_Text shown_
**********

It was recently demonstrated that thapsigargin, an inhibitor of the Ca2+-transporting ATPase ATP2A/SERCA, blocks fusion between autophagosomes and late endosomes. Interestingly, in addition to its action on V-ATPases, bafilomycin A1 moderately inhibits other types of ATPases including ATP2A/SERCA. We found that depletion of the single Drosophila Ca-P60A/SERCA homolog phenocopies the effects of bafilomycin A1, inhibiting autophagosome-lysosome fusion in vivo. Conversely, activation of Ca-P60A/SERCA by overexpression of its positive regulator Seipin leads to the formation of elongated tubular autolysosome-like structures, suggesting that hyperactive Ca-P60A/SERCA promotes increased fusion and growth of autolysosomes. Interestingly, bafilomycin A1 treatment abolishes Seipin-induced elongation of autolysosomes, consistent with bafilomycin A1 acting as an inhibitor of Ca-P60A/SERCA activity. In further support of this idea, a significant increase in cytosolic calcium concentration is observed in cells treated with bafilomycin A1, similar to the effect of thapsigargin. In all, these data support a model whereby bafilomycin A1 targets the V-ATPase at the lysosome to prevent lumenal acidification, and independently inhibits Ca-P60A/SERCA to disrupt autophagosome-lysosome fusion, together resulting in a robust block of autophagic flux (Fig. 1).

**********

_Dataset entries_
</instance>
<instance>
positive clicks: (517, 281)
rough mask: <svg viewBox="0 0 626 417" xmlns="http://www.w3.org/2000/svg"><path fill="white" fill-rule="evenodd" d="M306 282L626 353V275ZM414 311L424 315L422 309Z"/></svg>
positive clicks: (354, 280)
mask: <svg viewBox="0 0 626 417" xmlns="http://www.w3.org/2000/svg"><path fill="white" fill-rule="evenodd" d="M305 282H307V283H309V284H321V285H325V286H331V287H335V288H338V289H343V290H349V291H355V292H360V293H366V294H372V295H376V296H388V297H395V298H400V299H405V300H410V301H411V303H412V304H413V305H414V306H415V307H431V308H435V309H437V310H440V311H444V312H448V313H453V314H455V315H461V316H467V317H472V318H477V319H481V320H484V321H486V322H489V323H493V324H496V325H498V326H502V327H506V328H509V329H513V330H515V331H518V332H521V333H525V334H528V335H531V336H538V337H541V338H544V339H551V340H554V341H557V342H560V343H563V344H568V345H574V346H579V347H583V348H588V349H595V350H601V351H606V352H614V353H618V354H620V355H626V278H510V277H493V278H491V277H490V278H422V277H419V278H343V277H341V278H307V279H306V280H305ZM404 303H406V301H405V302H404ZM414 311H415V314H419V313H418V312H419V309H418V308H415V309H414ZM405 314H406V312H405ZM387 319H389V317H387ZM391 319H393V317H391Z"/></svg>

**********

_Tasks to complete_
#1 Condense the paragraph of the bafilomycin A1 text that begins "It was recently demonstrated" into a bulleted list of its main findings.
#2 Carry the text on bafilomycin A1 and autophagic flux forward from its final sentence.

_Answers below_
#1
- Thapsigargin, an inhibitor of the Ca2+-transporting ATPase ATP2A/SERCA, was recently shown to block fusion between autophagosomes and late endosomes.
- Besides acting on V-ATPases, bafilomycin A1 moderately inhibits other ATPases, including ATP2A/SERCA.
- Depleting the single Drosophila homolog, Ca-P60A/SERCA, mimics bafilomycin A1 and inhibits autophagosome-lysosome fusion in vivo.
- Activating Ca-P60A/SERCA by overexpressing its positive regulator Seipin produces elongated tubular autolysosome-like structures, suggesting increased fusion and growth of autolysosomes.
- Bafilomycin A1 abolishes this Seipin-induced elongation.
- Bafilomycin A1 significantly raises cytosolic calcium concentration, as thapsigargin does.
- Proposed model: bafilomycin A1 targets the lysosomal V-ATPase to prevent lumenal acidification and independently inhibits Ca-P60A/SERCA to disrupt autophagosome-lysosome fusion, together producing a robust block of autophagic flux.

#2
This study opens several new lines of investigation, including how bafilomycin A1 inhibits Ca-P60A/ATP2A/SERCA, how Ca-P60A/ATP2A/SERCA promotes vesicle fusion, and the nature of the intracellular pool(s) of Ca2+ relevant to autophagosome-lysosome fusion. Although high cytoplasmic Ca2+ concentration has long been associated with functional fusion events, it has recently been shown that abnormally high Ca2+ concentration can inhibit fusion. Lysosomes are also important stores of Ca2+, and recent data have linked lysosomal Ca2+ signaling to both PPP3/calcineurin regulation and autophagy induction. Precise analysis of Ca2+ microdomain regulation would be insightful, as Ca2+ gradients generated at the lysosome, the ER or the autophagosome might be part of the mechanisms driving autophagosome-lysosome fusion. Another recent publication highlighted the role of ATG14, an autophagic protein involved in autophagosome formation at the ER, in the coordination of the SNARE proteins essential for fusion between autophagosomes and lysosomes. Future studies focusing on the identification of the proteins regulating Ca2+-dependent vesicle fusion would be of interest.